- [SET PROBLEM]:
Rewrite each of the records below, changing "Drop a marker" to "Place a point" and keeping every other word as it is. Leave the pictures out of your answer.

- [SUPPLIED DATA]:
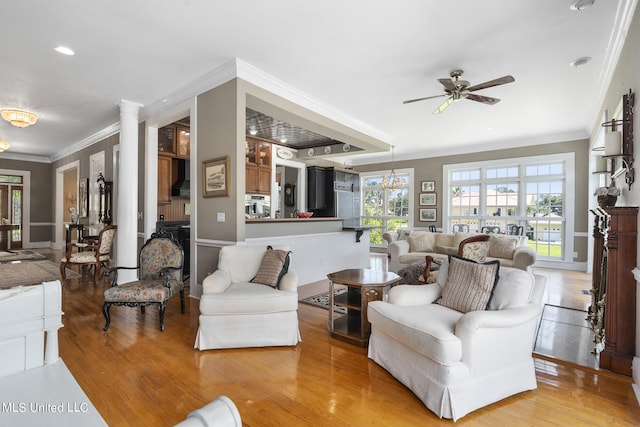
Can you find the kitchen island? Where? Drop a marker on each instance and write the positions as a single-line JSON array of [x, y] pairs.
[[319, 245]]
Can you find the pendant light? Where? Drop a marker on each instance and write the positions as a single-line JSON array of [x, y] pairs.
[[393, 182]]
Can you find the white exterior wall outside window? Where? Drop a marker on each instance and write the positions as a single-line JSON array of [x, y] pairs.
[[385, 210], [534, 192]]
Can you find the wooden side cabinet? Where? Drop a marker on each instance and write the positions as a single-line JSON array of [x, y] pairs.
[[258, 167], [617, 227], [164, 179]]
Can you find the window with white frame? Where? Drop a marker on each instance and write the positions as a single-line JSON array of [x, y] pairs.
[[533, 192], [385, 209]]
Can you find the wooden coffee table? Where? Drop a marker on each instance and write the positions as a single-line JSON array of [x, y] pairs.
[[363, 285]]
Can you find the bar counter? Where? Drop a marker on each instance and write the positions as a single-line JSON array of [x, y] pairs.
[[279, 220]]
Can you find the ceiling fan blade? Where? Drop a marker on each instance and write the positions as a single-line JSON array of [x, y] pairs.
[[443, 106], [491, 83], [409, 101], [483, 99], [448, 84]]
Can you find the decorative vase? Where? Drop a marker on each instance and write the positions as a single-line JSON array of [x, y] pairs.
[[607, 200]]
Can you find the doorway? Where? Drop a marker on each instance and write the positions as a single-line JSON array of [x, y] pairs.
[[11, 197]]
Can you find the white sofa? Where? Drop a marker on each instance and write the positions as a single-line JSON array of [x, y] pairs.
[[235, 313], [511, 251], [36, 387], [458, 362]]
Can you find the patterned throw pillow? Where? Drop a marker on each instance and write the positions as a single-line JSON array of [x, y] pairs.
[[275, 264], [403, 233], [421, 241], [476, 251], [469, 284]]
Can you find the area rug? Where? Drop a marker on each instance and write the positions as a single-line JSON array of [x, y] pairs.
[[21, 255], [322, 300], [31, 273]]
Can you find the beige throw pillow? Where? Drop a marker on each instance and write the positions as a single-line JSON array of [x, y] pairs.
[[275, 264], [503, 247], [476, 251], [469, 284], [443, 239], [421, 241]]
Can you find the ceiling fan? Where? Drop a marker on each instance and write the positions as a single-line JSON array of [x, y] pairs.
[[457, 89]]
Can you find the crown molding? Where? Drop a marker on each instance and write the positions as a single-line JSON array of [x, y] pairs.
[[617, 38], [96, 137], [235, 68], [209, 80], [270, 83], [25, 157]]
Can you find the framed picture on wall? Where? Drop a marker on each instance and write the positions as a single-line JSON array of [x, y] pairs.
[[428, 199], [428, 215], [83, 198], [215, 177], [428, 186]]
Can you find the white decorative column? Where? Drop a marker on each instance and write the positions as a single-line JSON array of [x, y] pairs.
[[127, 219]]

- [TASK RESULT]:
Can you find the kitchen island? Where? Place a point on each instance and write the positions as a single-line JSON array of [x, y] pairs.
[[319, 245]]
Can you find the pendant light? Where? Place a point on each instance and write the positions as a single-line JSON array of [x, y] pairs.
[[393, 182]]
Can you find the white exterior wall outside window? Where? Place a point on each instance and write the positions as a single-line JSON array of [x, y] pairs.
[[385, 210], [534, 192]]
Can you find the wooden side cabinet? Where? Place a point on each instance and write the positions as a single-line JSON array of [x, y] pairs.
[[258, 167], [617, 227], [164, 179]]
Can you find the window with white frame? Where? Place a point on each instance and write the positions as a single-line JSON array of [x, y] pairs.
[[533, 192], [385, 209]]
Can you find the wooden coffee table? Where? Place a point on each instance and write the positions as a single-line JSON array of [x, y] pairs.
[[363, 285]]
Can you find the bar counter? Where? Place a point on each instance and write the positions as a single-line JSON array of [x, y] pairs.
[[279, 220]]
Can you find the ceiling fan blade? Where? Place a point on each instance and write the positions as a single-line JSON array of [x, y] pairs.
[[443, 106], [491, 83], [409, 101], [483, 99], [448, 84]]
Can you find the decorative vase? Where? Place a point on each instance and write the positions as a single-line JSON array of [x, y] pairs.
[[607, 200]]
Can you find the doorway? Where? Place a point on each instance and write the positions as a single-line JSON array of [x, y] pairs.
[[11, 197]]
Can you find the white sofa? Where? Place a point on each instance and write the positions as a single-line JSON array of [x, y] pairs.
[[235, 313], [511, 251], [36, 387], [458, 362]]
Can you find the patterned throw pillow? Where? Place a point on each instance and write the positions as a single-line JSON array of [x, y] pairs.
[[275, 264], [403, 233], [421, 241], [476, 251], [469, 284]]
Can you find the area rug? Where? Place a point on each instance and write the positions as a single-line JSON array of [x, y] pairs.
[[21, 255], [322, 300], [31, 273]]
Can you find the beige throw pillow? Where? Place a point on each instance and write the positions as a single-line JSON array of [x, y] pairs.
[[275, 264], [503, 247], [476, 251], [469, 284], [443, 239], [421, 241]]
Can you find the ceiling fan? Where? Place a point on each instance and write the positions as a single-line JSON array of [x, y] pairs.
[[457, 89]]
Can you find the crown molding? Where? Place a point on each instance and write the positions as a single-line JSON array of [x, y] pairs.
[[617, 38], [96, 137], [235, 68], [209, 80], [270, 83], [25, 157]]
Can you find the framed picture on wall? Where? Place a point on each instance and write the positions as a single-line JSON array of [x, y] pairs.
[[428, 199], [428, 215], [83, 198], [215, 177], [428, 186]]
Can you find the white decorative column? Where? Place a point on each instance and write the positions as a single-line JSON array of [x, y] pairs.
[[127, 219]]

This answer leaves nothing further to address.